Given task a:
Report each line of the records below that contains the string "jacket", treating case as significant.

Document excerpt:

A shaded JAR assembly containing all dependencies needed for Kafka integration with Spark Streaming
—
Complete Java API for Apache Spark Streaming Kafka integration, providing type-safe wrappers for all Scala functionality with familiar Java programming patterns.
Java-friendly API for direct stream creation without receivers.
/**
* Create an input stream that directly pulls messages from Kafka Brokers (Java API).
*
* @param jssc JavaStreamingContext object
* @param keyClass Class of the keys in the Kafka records
* @param valueClass Class of the values in the Kafka records
* @param keyDecoderClass Class of the key decoder
* @param valueDecoderClass Class type of the value decoder
* @param kafkaParams Kafka configuration parameters
* @param topics Names of the topics to consume
* @tparam K type of Kafka message key
* @tparam V type of Kafka message value
* @tparam KD type of Kafka message key decoder
* @tparam VD type of Kafka message value decoder
* @return DStream of (Kafka message key, Kafka message value)

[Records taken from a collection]
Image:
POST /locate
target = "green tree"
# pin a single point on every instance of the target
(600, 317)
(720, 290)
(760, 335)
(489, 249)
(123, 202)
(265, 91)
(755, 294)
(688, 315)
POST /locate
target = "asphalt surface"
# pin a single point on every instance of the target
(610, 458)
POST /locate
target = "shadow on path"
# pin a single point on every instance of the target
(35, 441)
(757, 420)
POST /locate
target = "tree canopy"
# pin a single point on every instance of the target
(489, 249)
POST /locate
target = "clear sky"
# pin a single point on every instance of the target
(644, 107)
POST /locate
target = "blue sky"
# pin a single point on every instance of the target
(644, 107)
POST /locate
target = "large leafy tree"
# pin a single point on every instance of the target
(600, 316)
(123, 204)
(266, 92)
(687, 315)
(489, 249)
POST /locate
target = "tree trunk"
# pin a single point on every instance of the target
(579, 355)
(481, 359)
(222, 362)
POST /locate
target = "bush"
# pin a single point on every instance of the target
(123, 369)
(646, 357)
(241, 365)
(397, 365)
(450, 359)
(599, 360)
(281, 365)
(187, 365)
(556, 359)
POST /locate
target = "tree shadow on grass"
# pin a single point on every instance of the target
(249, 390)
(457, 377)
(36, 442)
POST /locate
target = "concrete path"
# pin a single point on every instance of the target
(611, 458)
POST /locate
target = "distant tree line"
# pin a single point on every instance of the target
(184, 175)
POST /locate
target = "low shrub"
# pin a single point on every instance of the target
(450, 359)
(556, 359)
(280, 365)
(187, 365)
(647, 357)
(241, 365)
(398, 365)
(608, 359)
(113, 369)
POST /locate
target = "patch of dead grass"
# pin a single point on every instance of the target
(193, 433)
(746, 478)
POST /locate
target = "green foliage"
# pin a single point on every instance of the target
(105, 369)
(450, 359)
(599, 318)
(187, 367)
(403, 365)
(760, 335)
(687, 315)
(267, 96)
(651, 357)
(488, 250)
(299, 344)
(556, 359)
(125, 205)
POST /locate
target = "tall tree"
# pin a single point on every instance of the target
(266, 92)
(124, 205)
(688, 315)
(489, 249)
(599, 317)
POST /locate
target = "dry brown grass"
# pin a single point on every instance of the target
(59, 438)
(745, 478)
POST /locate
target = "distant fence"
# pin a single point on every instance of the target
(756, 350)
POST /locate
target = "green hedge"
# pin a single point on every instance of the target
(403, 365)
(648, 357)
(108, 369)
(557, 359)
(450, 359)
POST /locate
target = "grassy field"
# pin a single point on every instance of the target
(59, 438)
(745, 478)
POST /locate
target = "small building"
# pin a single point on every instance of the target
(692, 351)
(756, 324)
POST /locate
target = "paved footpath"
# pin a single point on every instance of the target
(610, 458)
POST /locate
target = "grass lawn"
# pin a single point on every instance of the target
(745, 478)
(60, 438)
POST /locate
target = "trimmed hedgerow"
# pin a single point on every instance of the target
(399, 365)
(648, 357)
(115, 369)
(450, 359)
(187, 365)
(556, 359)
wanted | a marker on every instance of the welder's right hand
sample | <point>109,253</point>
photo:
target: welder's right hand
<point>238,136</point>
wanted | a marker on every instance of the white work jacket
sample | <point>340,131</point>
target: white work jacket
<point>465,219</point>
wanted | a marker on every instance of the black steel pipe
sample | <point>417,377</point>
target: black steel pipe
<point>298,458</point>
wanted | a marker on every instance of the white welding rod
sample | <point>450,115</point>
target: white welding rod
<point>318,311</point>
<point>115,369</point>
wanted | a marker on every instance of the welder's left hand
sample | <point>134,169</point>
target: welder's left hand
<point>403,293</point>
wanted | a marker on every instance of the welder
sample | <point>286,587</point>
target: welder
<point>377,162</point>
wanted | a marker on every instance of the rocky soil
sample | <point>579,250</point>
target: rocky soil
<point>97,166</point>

Given task b:
Reproduce the Spark Streaming Kafka API text above in full, word for word.

Exercise result a:
wanted | a marker on every instance of the white work jacket
target: white work jacket

Exercise result b:
A shaded JAR assembly containing all dependencies needed for Kafka integration with Spark Streaming
—
Complete Java API for Apache Spark Streaming Kafka integration, providing type-safe wrappers for all Scala functionality with familiar Java programming patterns.
Java-friendly API for direct stream creation without receivers.
/**
* Create an input stream that directly pulls messages from Kafka Brokers (Java API).
*
* @param jssc JavaStreamingContext object
* @param keyClass Class of the keys in the Kafka records
* @param valueClass Class of the values in the Kafka records
* @param keyDecoderClass Class of the key decoder
* @param valueDecoderClass Class type of the value decoder
* @param kafkaParams Kafka configuration parameters
* @param topics Names of the topics to consume
* @tparam K type of Kafka message key
* @tparam V type of Kafka message value
* @tparam KD type of Kafka message key decoder
* @tparam VD type of Kafka message value decoder
* @return DStream of (Kafka message key, Kafka message value)